Problem
Could you please find each line in the records that contains the word "kind" and copy it?

Extracted entries
───
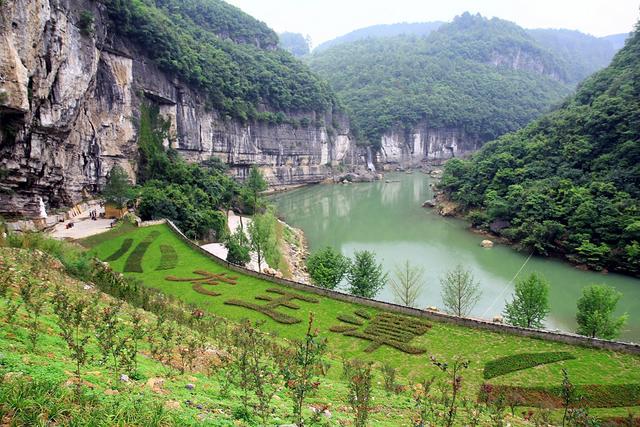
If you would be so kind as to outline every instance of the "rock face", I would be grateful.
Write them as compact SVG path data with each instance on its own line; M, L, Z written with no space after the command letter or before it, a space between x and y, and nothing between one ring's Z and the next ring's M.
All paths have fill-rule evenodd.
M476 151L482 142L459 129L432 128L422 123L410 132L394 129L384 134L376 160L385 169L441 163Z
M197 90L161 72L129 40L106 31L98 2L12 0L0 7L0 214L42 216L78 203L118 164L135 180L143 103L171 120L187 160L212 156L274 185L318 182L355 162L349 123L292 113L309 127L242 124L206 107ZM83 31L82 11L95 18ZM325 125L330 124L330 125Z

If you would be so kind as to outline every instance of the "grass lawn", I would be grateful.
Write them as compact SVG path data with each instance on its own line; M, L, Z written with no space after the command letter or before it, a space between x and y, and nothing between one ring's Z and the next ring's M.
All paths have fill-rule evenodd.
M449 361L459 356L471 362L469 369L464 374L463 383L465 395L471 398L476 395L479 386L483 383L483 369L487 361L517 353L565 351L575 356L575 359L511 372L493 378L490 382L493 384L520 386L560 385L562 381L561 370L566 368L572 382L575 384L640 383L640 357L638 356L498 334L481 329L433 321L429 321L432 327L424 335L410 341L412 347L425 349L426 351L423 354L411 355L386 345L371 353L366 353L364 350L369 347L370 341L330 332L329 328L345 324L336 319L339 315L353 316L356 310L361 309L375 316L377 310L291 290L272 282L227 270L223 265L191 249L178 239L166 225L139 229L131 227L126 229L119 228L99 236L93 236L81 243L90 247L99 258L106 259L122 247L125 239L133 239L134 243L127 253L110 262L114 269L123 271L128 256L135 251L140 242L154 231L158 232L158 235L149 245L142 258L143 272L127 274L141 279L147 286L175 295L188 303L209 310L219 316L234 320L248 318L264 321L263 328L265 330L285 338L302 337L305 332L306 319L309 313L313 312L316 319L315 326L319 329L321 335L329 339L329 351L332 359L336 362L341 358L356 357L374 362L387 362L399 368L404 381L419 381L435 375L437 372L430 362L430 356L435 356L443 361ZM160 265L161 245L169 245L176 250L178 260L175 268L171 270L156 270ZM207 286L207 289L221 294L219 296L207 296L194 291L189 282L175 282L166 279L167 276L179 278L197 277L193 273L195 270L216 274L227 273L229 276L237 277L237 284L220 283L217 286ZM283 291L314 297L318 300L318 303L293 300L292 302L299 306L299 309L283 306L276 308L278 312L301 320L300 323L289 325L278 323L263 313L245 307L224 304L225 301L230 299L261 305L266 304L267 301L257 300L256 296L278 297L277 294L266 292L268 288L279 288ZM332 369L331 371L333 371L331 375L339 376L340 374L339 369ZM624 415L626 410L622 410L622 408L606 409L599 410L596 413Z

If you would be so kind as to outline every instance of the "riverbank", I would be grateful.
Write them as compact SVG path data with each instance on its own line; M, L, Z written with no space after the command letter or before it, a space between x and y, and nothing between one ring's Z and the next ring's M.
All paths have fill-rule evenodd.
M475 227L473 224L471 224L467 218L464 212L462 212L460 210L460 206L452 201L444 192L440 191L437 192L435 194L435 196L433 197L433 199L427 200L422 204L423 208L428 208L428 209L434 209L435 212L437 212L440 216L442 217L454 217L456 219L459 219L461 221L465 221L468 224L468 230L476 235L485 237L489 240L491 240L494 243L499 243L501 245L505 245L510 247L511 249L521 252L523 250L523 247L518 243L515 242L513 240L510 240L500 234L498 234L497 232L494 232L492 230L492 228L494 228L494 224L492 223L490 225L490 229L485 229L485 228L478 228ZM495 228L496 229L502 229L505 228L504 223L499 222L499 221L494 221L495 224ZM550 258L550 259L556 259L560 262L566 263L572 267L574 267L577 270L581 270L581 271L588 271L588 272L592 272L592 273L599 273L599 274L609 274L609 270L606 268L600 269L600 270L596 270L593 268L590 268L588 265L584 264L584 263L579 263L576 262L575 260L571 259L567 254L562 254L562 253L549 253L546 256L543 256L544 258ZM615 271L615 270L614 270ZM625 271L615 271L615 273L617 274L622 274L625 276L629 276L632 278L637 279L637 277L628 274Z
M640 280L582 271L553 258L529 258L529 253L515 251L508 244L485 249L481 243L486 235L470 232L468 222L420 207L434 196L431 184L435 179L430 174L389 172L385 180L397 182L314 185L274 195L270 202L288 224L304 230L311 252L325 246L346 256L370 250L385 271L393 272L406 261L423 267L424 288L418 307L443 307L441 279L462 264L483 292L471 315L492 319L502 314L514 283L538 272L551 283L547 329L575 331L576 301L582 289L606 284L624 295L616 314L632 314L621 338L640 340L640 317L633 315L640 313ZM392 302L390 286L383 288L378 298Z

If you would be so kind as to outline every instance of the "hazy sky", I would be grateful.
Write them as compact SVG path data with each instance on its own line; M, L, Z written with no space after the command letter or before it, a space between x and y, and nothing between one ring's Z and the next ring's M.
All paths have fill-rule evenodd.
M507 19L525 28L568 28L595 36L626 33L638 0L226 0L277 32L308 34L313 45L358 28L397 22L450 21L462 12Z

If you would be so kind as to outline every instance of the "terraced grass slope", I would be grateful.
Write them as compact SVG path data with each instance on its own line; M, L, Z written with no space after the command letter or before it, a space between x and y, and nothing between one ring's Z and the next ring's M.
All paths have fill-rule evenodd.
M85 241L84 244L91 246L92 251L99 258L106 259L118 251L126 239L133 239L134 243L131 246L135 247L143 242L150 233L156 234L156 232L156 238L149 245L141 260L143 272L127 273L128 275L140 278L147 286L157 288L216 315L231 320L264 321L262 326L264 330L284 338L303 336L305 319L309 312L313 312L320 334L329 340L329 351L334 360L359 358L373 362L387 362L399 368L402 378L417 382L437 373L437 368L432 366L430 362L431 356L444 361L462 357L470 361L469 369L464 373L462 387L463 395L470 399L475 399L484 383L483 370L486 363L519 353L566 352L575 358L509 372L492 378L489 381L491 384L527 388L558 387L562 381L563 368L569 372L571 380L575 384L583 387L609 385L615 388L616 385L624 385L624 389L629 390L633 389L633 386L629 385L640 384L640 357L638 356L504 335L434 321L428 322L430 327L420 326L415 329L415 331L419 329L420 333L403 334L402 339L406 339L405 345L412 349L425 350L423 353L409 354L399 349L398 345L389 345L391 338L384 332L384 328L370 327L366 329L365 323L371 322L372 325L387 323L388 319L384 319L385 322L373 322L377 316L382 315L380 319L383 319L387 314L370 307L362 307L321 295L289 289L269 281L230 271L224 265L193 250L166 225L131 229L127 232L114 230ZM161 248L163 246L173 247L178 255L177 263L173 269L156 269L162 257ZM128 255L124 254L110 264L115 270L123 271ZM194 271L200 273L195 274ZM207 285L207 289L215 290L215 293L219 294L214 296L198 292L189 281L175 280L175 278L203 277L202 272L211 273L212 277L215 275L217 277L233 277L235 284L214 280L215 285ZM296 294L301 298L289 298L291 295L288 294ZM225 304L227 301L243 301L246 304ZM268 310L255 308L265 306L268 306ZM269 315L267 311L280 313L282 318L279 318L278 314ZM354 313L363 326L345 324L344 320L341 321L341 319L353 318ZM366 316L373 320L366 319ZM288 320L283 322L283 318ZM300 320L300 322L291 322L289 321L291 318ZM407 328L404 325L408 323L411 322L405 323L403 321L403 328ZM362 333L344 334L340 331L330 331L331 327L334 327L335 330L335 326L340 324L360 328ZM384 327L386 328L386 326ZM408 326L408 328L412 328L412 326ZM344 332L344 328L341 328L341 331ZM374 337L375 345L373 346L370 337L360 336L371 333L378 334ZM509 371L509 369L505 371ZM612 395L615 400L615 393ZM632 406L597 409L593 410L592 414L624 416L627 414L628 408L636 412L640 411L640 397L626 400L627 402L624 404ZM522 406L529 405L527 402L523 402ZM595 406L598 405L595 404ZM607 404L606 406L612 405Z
───
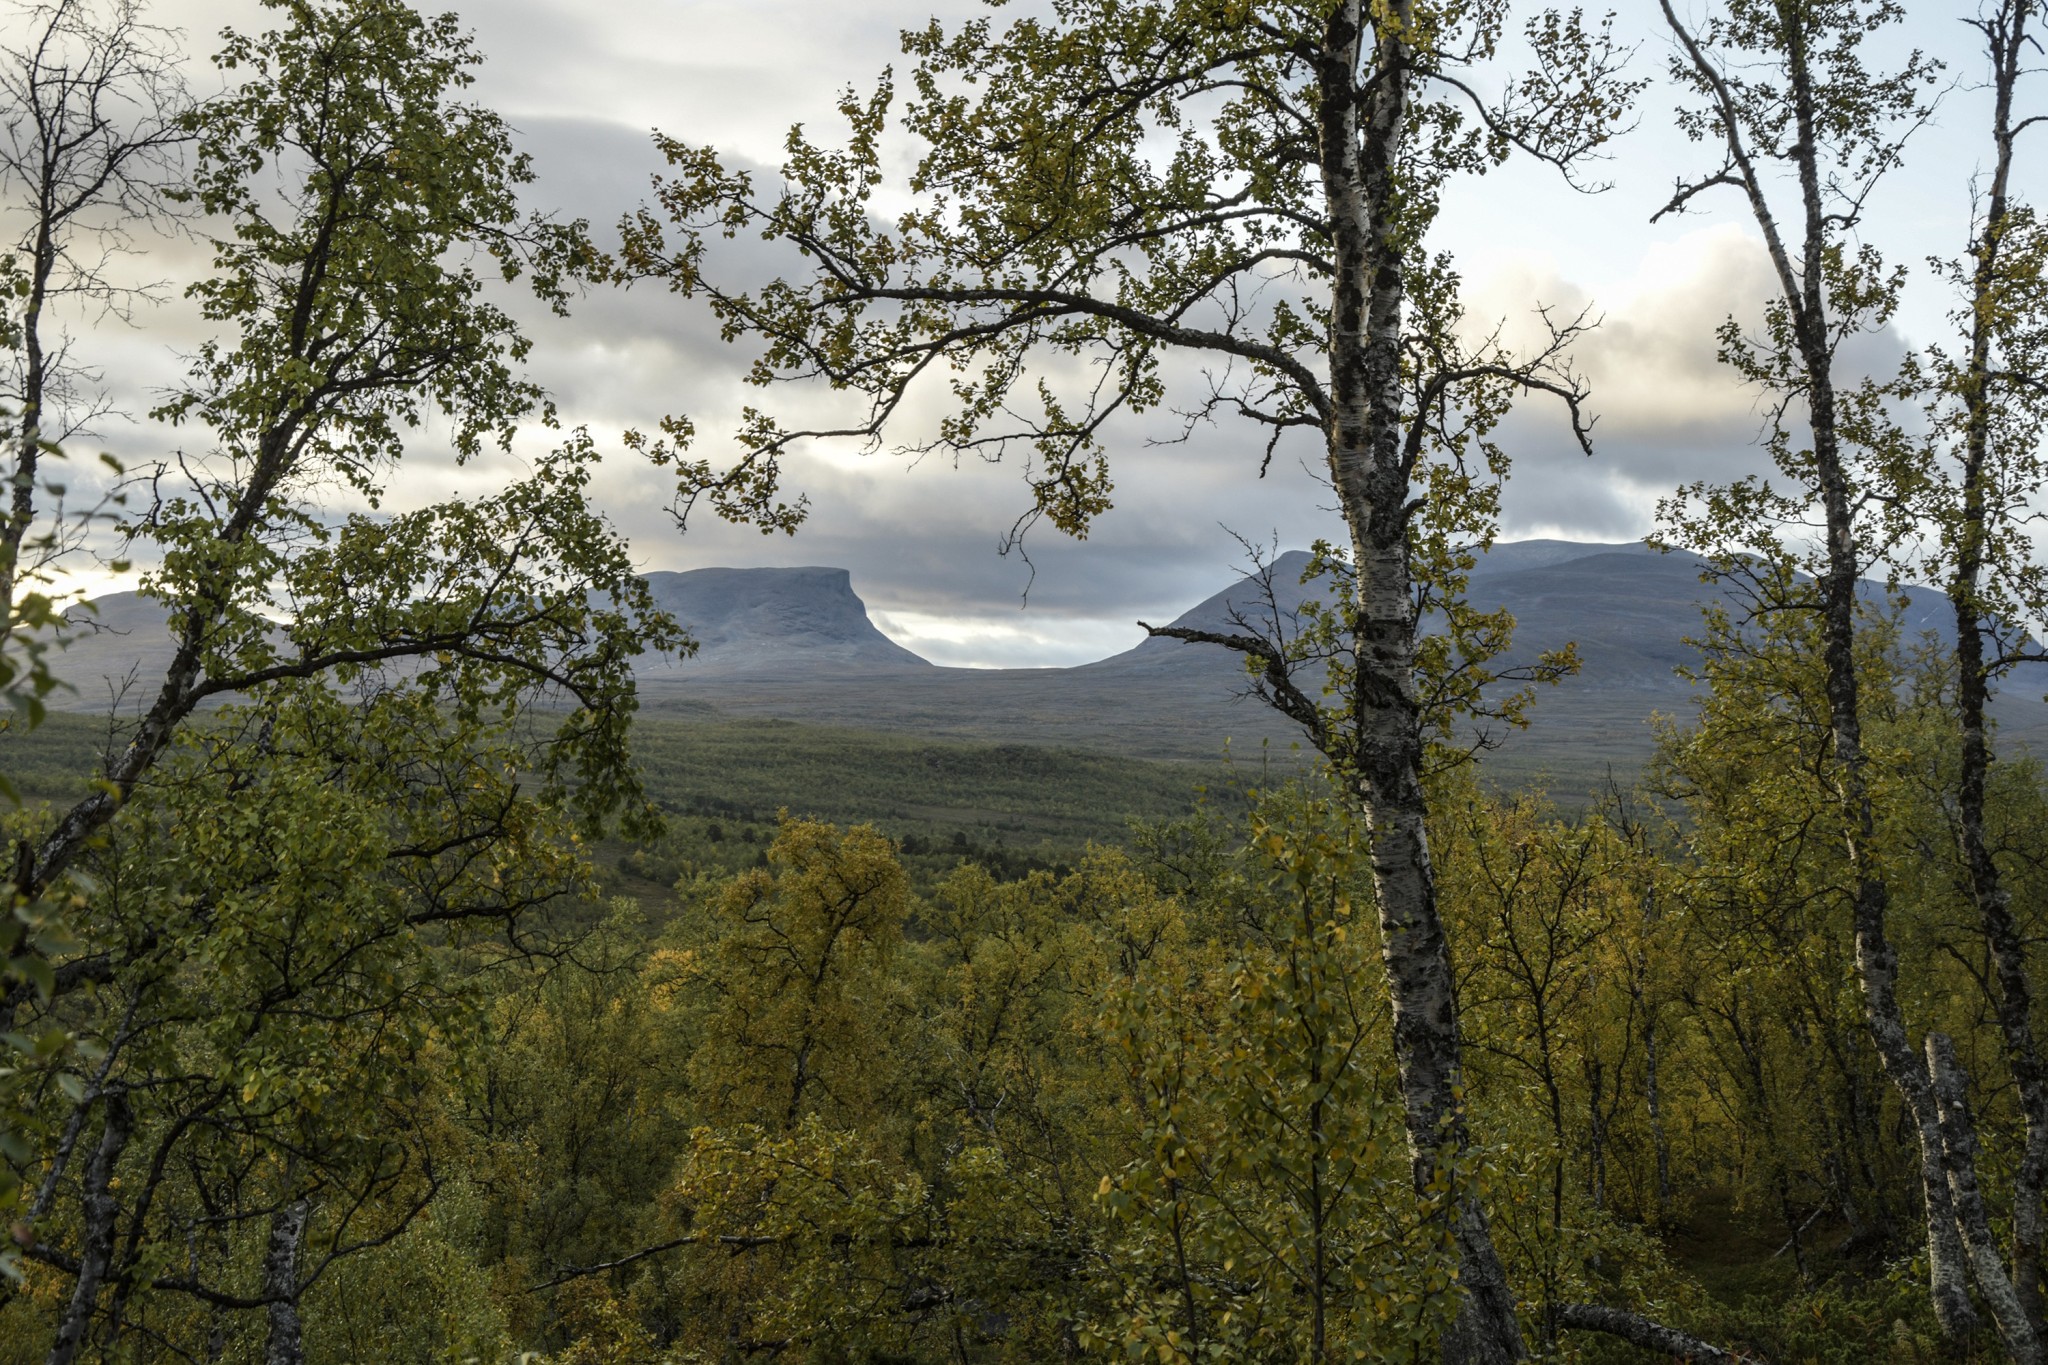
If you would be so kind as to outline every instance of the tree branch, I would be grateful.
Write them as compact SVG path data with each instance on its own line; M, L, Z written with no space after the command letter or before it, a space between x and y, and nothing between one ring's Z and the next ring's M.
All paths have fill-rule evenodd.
───
Result of the task
If you would be so kind as to outline every instance of the "rock face", I would be grateful.
If you would be so kind as to outline every instance of the "grass lawn", I would be grateful.
If you would be so kind as to outline every instance of the "riverbank", I would be grateful.
If you would be so kind as to outline every instance of the "hazy sky", I would be grateful.
If you would be so kind as to outline every instance of the "terraced grass slope", I would be grateful.
If you would be so kind as to outline every instance of the tree branch, I would be grateful.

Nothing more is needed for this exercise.